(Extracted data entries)
------------------------------------------------

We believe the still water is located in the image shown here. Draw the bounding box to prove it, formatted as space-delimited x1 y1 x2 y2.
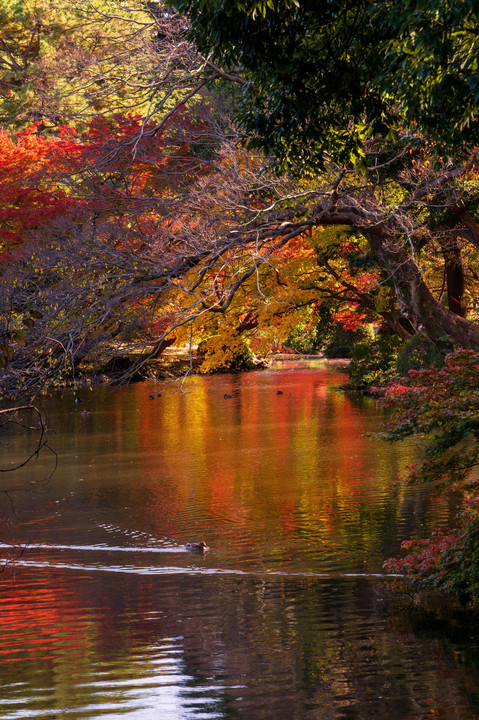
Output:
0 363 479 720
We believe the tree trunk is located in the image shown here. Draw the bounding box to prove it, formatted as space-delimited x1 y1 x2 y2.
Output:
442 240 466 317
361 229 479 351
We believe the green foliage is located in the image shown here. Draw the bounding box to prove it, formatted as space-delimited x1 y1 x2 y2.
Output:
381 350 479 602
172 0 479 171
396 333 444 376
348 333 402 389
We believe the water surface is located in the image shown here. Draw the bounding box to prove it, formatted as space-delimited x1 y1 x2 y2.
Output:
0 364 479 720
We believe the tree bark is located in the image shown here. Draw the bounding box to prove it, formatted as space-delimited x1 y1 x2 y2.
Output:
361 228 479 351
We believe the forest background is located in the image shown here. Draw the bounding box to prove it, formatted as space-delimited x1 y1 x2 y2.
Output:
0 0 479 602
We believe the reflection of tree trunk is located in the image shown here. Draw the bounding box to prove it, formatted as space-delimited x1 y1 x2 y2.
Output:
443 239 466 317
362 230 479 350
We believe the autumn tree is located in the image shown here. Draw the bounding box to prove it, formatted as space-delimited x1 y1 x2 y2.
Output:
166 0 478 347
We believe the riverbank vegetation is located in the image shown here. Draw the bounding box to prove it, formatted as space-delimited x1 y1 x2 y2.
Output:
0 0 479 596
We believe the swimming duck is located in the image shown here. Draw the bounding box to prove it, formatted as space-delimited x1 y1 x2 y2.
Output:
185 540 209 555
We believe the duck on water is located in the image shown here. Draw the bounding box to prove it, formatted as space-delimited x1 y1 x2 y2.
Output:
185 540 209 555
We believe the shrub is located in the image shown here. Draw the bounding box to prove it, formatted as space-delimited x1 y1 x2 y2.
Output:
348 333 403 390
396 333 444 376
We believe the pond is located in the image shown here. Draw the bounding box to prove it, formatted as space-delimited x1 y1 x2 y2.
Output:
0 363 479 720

------------------------------------------------

# Given instruction
Write out all of the material above again, substituting "Result" for every "Output" and leaving everything else unchanged. Omit the pictures.

# The response
We believe the still water is located in the image shown here. Draw the bounding box to prove it, formatted as space-delimited x1 y1 x2 y2.
Result:
0 363 479 720
We believe the tree trunk is located in the image shown here. Draw the bounding box to prove it, formatted as space-delimited x1 y1 x2 y2.
Result:
442 240 466 317
361 229 479 351
We believe the green foliage is located in the image shown here. Draw the bounding box to prove it, formatted as space-delimited x1 y1 x2 y2.
Result:
381 350 479 602
172 0 479 171
396 333 444 376
348 333 402 389
We believe the water surface is located in the image shown here. Draw the bounding box to prove it, formatted as space-delimited x1 y1 x2 y2.
Result:
0 364 479 720
We believe the tree bark is located in the image shown here. Draw the bounding box to prove it, formatted as space-delimited x1 y1 x2 y2.
Result:
361 228 479 351
We believe the forest background is located in the image shown here. Draw the bounding box to prove it, formatted as space-delimited x1 y1 x2 y2.
Result:
0 0 479 602
We believe the reflection of tree trunk is located in the image shown here. Draw the bounding box to prove it, formatted as space-delimited x1 y1 x2 y2.
Result:
443 239 466 317
362 230 479 350
We believe the autumn tree is located in the image shown here. Draw the bounding box to prove it, formatted as space-delimited x1 y1 x2 y2.
Result:
166 0 478 347
We believe the riverbank vegetation is located in the image shown here. Draw the bounding box to prove it, formatted as space-delimited x1 y1 x2 y2.
Result:
0 0 479 596
We believe the swimming duck is located in the image shown here. Draw the bounding box to prove it, formatted as space-delimited x1 y1 x2 y2.
Result:
185 540 209 555
We believe the duck on water is located in the image shown here. Draw the bounding box to prove it, formatted as space-delimited x1 y1 x2 y2.
Result:
185 540 209 555
We believe the shrub is located in the image shown here. Draw the bounding box to prove it, formatted as space-delimited x1 y1 x2 y2.
Result:
348 333 403 390
396 333 444 376
We believe the pond is located in the image shown here. Draw the bounding box to prove it, formatted as space-delimited x1 y1 x2 y2.
Result:
0 363 479 720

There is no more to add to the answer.